GIVEN DATA:
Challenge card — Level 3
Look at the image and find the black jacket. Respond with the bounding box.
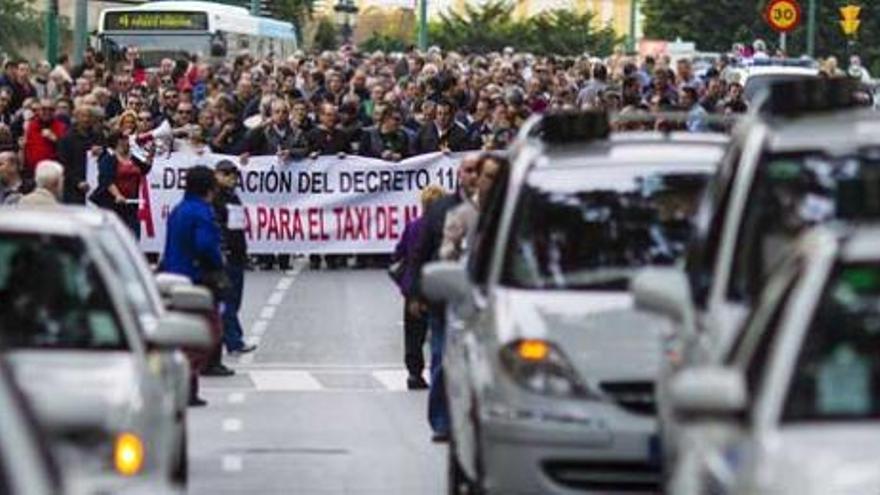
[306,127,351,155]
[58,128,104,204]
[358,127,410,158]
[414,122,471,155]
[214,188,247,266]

--

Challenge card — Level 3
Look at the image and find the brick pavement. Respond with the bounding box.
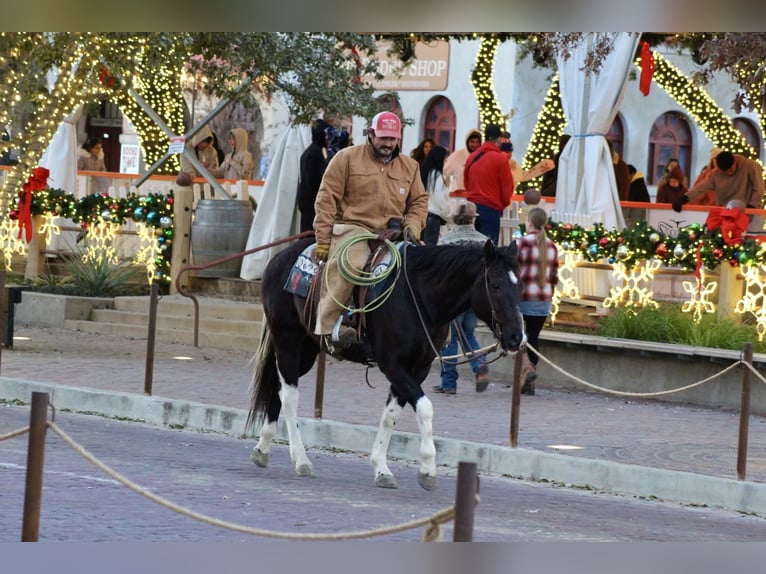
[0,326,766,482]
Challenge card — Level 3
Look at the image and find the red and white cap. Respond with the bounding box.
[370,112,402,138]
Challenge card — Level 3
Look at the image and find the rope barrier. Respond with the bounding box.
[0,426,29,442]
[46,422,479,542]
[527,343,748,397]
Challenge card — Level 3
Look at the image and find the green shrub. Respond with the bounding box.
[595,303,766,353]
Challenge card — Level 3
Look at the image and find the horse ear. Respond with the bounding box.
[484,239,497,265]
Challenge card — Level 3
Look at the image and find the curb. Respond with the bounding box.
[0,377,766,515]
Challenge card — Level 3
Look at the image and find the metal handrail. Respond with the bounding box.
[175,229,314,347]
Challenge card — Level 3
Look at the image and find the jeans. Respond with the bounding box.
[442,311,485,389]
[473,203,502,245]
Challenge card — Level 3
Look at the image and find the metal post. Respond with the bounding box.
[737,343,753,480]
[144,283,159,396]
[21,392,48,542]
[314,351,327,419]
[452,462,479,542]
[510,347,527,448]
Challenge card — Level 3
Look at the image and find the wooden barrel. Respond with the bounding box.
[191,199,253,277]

TASK TO COMPLETE: Pull out every line of the records above that contains the word "metal", treating uppercase and lowercase letters as different.

WRITTEN SOLUTION:
Look at the image and find the metal handrail. Respond with the bounding box.
Look at the image and find the metal post. Respond with the bounding box.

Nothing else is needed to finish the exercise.